● Exercise requirements
Return every line of the data below that contains the word "white".

● Source data

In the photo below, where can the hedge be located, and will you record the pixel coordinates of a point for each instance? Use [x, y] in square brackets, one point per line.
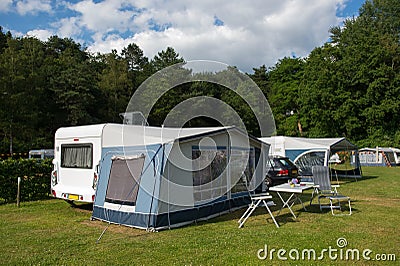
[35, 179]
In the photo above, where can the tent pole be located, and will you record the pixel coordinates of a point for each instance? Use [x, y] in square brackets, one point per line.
...
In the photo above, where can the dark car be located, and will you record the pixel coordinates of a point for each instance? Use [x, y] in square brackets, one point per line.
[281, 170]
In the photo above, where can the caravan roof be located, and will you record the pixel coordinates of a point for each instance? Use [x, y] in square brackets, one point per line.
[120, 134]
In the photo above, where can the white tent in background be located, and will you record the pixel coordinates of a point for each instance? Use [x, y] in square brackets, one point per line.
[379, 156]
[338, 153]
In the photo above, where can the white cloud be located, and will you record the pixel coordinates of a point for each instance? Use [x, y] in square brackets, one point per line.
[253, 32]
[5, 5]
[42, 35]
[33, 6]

● Task result
In the photo above, where can the white tent in background be located, and will you record the pixel coordinates of a point for each instance? Use [x, y] in square brackets, one point per line.
In the photo above, where can the white cloud be located, and will you record the pixel coordinates of a point for each instance? Use [x, y] in square brackets, one point per line.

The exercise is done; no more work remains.